## DIRECTIONS
The records that follow are to be reproduced exactly. Any pictures in them are left out.

Phrase grounding data:
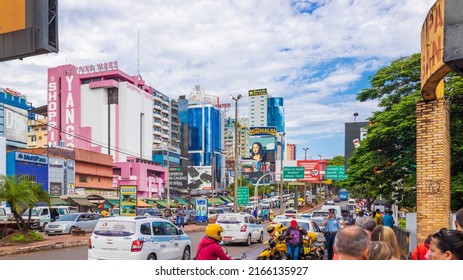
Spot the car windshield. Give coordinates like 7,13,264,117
22,209,41,216
216,209,225,214
216,215,241,224
312,212,329,218
93,221,136,237
58,213,79,221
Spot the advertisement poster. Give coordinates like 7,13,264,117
297,160,320,182
188,166,212,191
246,136,276,172
169,167,188,190
120,185,137,216
195,198,208,223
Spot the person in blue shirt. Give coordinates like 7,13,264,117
382,210,395,228
321,208,342,260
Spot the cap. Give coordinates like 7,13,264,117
290,220,297,227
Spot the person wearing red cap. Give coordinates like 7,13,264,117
284,219,307,260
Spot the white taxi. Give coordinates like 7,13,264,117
88,216,191,260
216,213,264,246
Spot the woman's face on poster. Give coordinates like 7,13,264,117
252,143,260,154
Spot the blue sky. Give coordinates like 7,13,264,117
0,0,436,160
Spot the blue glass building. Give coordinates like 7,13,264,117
267,97,285,133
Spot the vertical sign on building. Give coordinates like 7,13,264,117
120,185,137,216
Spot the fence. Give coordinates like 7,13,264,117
393,225,410,259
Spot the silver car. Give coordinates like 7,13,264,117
44,213,101,236
216,213,264,246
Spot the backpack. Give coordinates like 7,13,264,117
288,228,301,245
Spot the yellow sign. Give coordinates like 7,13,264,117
420,0,451,100
249,126,277,136
248,88,267,96
0,0,26,35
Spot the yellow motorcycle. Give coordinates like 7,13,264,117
299,232,325,260
257,224,287,260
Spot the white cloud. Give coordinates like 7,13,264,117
0,0,436,159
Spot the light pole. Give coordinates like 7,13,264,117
230,94,242,213
278,132,286,213
354,112,358,123
319,155,322,160
303,147,309,160
166,143,171,207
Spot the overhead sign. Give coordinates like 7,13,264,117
237,187,249,206
248,88,267,96
283,166,305,180
249,126,277,137
326,166,348,180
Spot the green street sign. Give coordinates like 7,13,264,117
237,187,249,206
283,166,305,180
326,166,348,180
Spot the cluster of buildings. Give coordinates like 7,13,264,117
0,60,292,207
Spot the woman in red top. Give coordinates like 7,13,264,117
411,235,432,260
195,224,232,260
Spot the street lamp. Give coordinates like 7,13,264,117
278,132,286,213
354,112,359,123
303,147,309,160
230,94,242,213
319,155,322,160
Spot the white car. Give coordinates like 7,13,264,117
216,213,264,246
270,214,287,225
279,218,326,245
88,216,192,260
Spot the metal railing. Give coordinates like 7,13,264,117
393,226,410,259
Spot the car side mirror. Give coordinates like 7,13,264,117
178,229,184,235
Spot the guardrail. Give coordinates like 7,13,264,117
393,225,410,259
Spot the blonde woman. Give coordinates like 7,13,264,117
371,225,401,259
368,241,394,260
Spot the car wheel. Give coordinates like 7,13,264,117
147,253,157,260
258,232,264,243
69,226,76,234
246,234,252,246
182,246,191,260
42,222,48,232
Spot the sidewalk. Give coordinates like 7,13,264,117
0,223,207,257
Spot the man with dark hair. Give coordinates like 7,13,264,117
455,208,463,231
372,209,383,226
382,210,395,229
334,226,370,260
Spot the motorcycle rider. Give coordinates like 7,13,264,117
195,224,232,260
284,219,307,260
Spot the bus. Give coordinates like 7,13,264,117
338,189,349,201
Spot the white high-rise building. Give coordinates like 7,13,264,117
248,89,268,127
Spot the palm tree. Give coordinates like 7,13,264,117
25,180,50,229
0,175,48,232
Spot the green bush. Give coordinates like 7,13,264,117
11,230,44,243
398,218,406,230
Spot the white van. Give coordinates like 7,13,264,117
321,205,342,217
22,206,76,230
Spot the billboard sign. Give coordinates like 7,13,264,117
169,167,188,190
297,160,320,182
247,136,276,172
195,198,208,223
4,104,27,143
248,88,267,96
237,187,249,206
120,185,137,216
187,166,212,191
326,166,348,180
249,126,277,137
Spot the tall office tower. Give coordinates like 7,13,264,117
248,89,268,127
238,117,250,158
267,97,285,133
187,85,222,167
47,63,153,163
151,89,181,167
224,118,235,163
286,143,296,160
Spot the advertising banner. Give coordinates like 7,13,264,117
169,167,188,190
297,160,320,182
4,104,28,143
195,198,208,223
249,126,277,137
247,136,276,172
187,166,212,191
120,185,137,216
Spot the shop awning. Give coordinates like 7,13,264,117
156,200,167,208
176,198,188,205
106,199,120,207
50,197,68,206
71,197,95,206
137,199,151,208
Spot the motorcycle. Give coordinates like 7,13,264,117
257,224,288,260
299,232,325,260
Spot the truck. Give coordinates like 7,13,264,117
0,207,40,238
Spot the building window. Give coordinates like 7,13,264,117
79,175,87,182
30,135,36,142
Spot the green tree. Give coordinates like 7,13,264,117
0,175,37,231
25,181,50,229
326,156,344,166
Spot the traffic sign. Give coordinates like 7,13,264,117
325,166,348,180
237,187,249,205
283,166,305,180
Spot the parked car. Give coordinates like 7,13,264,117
279,218,326,246
284,208,298,218
269,214,287,225
172,210,196,225
310,209,330,231
216,213,264,246
44,212,101,236
22,206,76,231
136,208,163,217
208,207,225,223
88,216,192,260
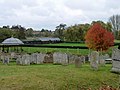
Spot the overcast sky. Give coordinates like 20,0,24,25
0,0,120,30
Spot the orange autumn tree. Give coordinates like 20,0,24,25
85,23,114,51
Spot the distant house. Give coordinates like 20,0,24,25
23,37,61,44
32,31,40,35
39,37,61,41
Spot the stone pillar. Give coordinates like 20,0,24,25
3,56,9,65
89,51,99,70
21,54,30,65
111,48,120,73
36,53,45,64
53,52,68,65
99,55,105,66
75,56,82,68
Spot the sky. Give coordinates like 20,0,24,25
0,0,120,31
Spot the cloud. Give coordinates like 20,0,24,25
0,0,120,30
65,0,106,11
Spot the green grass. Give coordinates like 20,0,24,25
22,43,114,55
22,47,90,55
0,63,119,90
41,43,86,46
22,47,113,56
114,40,120,43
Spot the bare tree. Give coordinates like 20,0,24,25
109,15,120,39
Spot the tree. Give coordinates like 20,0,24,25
40,29,53,37
54,23,66,40
0,28,12,42
11,25,26,39
64,24,84,41
85,23,114,51
109,15,120,39
63,23,90,42
92,21,112,32
56,23,66,30
18,26,26,39
3,25,10,29
26,28,33,37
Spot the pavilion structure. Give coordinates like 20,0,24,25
1,37,24,53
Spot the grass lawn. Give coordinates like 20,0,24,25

## COMPLETED EXERCISE
Spot the car windshield. Give coordinates like 7,13,264,117
22,209,41,216
216,209,225,214
216,215,241,224
312,212,329,218
93,221,136,237
58,213,79,221
Spot the advertisement poster. Give coordinates like 7,13,264,117
297,160,320,182
188,166,212,191
246,136,276,172
169,167,188,190
120,185,137,216
195,198,208,223
Spot the person in blue shirt. Give coordinates like 7,13,264,117
382,210,395,228
321,208,342,260
Spot the cap. Give coordinates like 7,13,264,117
290,220,297,227
Spot the person wearing red cap. Give coordinates like 7,13,264,117
284,219,307,260
Spot the white taxi. Give coordinates like 7,13,264,117
88,216,191,260
216,213,264,246
Spot the woman's face on poster. Give coordinates like 7,13,264,117
252,143,260,154
Spot the blue sky. Give coordinates like 7,13,264,117
0,0,436,160
Spot the blue glass building. Give coordinates like 7,13,264,117
267,97,285,133
Spot the vertical sign on building. Give coordinates like 7,13,264,117
120,185,137,216
Spot the fence. Give coordinates like 7,13,264,117
393,225,410,259
Spot the silver car. Give coordinates like 7,13,264,117
44,213,101,236
216,213,264,246
Spot the backpack. Give coordinates like 7,13,264,117
288,228,301,245
Spot the yellow sign. Give coordinates like 7,13,264,117
420,0,451,100
249,126,277,136
248,88,267,96
0,0,26,35
Spot the yellow motorcycle. Give coordinates like 7,13,264,117
299,232,325,260
257,224,287,260
Spot the white cloud. Give coordinates like 7,13,264,117
0,0,436,159
Spot the light pole. Give coordinates like 7,13,264,117
230,94,242,213
278,132,286,213
354,112,358,123
319,155,322,160
303,147,309,160
166,143,171,207
Spot the overhead sign. Give coordinates like 7,13,264,117
237,187,249,206
248,88,267,96
283,166,305,180
249,126,277,137
326,166,348,180
Spot the green street sign. Give coordinates like 7,13,264,117
237,187,249,206
283,166,305,180
326,166,348,180
Spot the cluster of buildings. Give coordinates like 7,13,264,117
0,60,292,207
Spot the woman in red top. Give coordinates like 7,13,264,117
411,235,432,260
195,224,232,260
Spot the street lamp. Give coordinates like 7,13,264,117
278,132,286,213
354,112,359,123
303,147,309,160
230,94,242,213
319,155,322,160
Spot the white car. Give coordinates like 7,13,264,117
216,213,264,246
270,214,287,225
279,218,326,245
88,216,192,260
Spot the metal railing. Give coordinates like 7,13,264,117
393,226,410,259
Spot the car side mirror. Give coordinates like 7,13,264,117
178,229,184,235
Spot the guardrail. Give coordinates like 7,13,264,117
393,225,410,259
Spot the blonde woman. Give coordinates like 7,13,264,117
371,225,401,259
368,241,394,260
Spot the car wheel. Give coordinates like 7,13,264,117
147,253,157,260
258,232,264,243
69,226,76,234
246,234,252,246
182,246,191,260
42,222,48,232
Spot the sidewalk. Give coordinates like 7,13,264,117
0,223,207,257
Spot the man with dark hair. Give coordinates like 7,13,264,117
455,208,463,231
372,209,383,226
382,210,395,229
334,226,370,260
Spot the motorcycle rider. Give coordinates like 7,13,264,117
195,224,232,260
284,219,307,260
Spot the bus. Give coordinates like 7,13,264,117
338,189,349,201
Spot the white high-rise building. Give coordinates like 7,13,264,117
248,89,268,127
Spot the palm tree. Give coordinates like 7,13,264,117
25,180,50,229
0,175,48,232
Spot the green bush. Give coordinates like 7,13,264,117
11,230,44,243
398,218,406,230
Spot the white van. Give coordinates like 7,13,264,117
321,205,342,217
22,206,76,230
Spot the billboard sign. Give coordinates like 7,13,264,117
169,167,188,190
297,160,320,182
247,136,276,172
195,198,208,223
4,104,27,143
248,88,267,96
237,187,249,206
120,185,137,216
187,166,212,191
326,166,348,180
249,126,277,137
Spot the tall office tower. Give coordinates like 7,13,264,117
248,89,268,127
238,117,250,158
267,97,285,133
187,85,222,167
47,63,153,163
151,89,181,167
224,118,235,163
286,143,296,160
Spot the advertising banner. Give coordinates like 7,13,264,117
169,167,188,190
297,160,320,182
4,104,28,143
195,198,208,223
249,126,277,137
247,136,276,172
187,166,212,191
120,185,137,216
Spot the shop awning. Give coordinates like 7,13,264,117
156,200,167,208
176,198,188,205
106,199,120,207
50,197,68,206
71,197,95,206
137,199,151,208
Spot the motorcycle. Give coordinates like 7,13,264,117
257,224,288,260
299,232,325,260
Spot the truck. Give coordinates like 7,13,264,117
0,207,40,238
Spot the building window. Give coordinates like 7,13,264,117
79,175,87,182
30,135,36,142
Spot the green tree. Give coordinates like 7,13,264,117
0,175,37,231
25,181,50,229
326,156,344,166
Spot the traffic sign. Give coordinates like 7,13,264,117
325,166,348,180
237,187,249,205
283,166,305,180
Spot the parked car. Give coordinates like 7,13,264,117
279,218,326,246
284,208,298,218
269,214,287,225
172,210,196,225
310,209,330,231
216,213,264,246
44,212,101,236
22,206,76,231
136,208,163,217
208,207,225,223
88,216,192,260
Spot the overcast sky. Give coordinates like 20,0,24,25
0,0,120,30
Spot the orange autumn tree. Give coordinates like 20,0,24,25
85,23,114,51
Spot the distant house. Give coordinates like 20,0,24,25
23,37,61,44
32,31,40,35
39,37,61,41
Spot the stone pillar. Give coordinates like 20,0,24,25
3,56,9,65
89,51,99,70
21,54,30,65
111,48,120,73
36,53,45,64
53,52,68,65
99,55,105,66
75,56,82,68
Spot the sky. Give coordinates like 20,0,24,25
0,0,120,31
Spot the cloud. Give coordinates like 20,0,24,25
0,0,120,30
65,0,106,11
Spot the green grass. Give coordinates like 20,0,24,25
22,43,114,55
22,47,90,55
0,63,119,90
41,43,86,46
22,47,113,56
114,40,120,43
Spot the bare tree. Give coordinates like 20,0,24,25
109,15,120,39
Spot the tree. Give coordinates like 20,0,24,25
40,29,53,37
54,23,66,40
0,28,12,42
11,25,26,39
64,24,84,41
85,23,114,51
109,15,120,39
63,23,90,42
92,21,112,32
56,23,66,30
18,26,26,39
3,25,10,29
26,28,33,37
Spot the pavilion structure. Give coordinates like 20,0,24,25
1,37,24,53
Spot the grass lawn. Give coordinates like 20,0,24,25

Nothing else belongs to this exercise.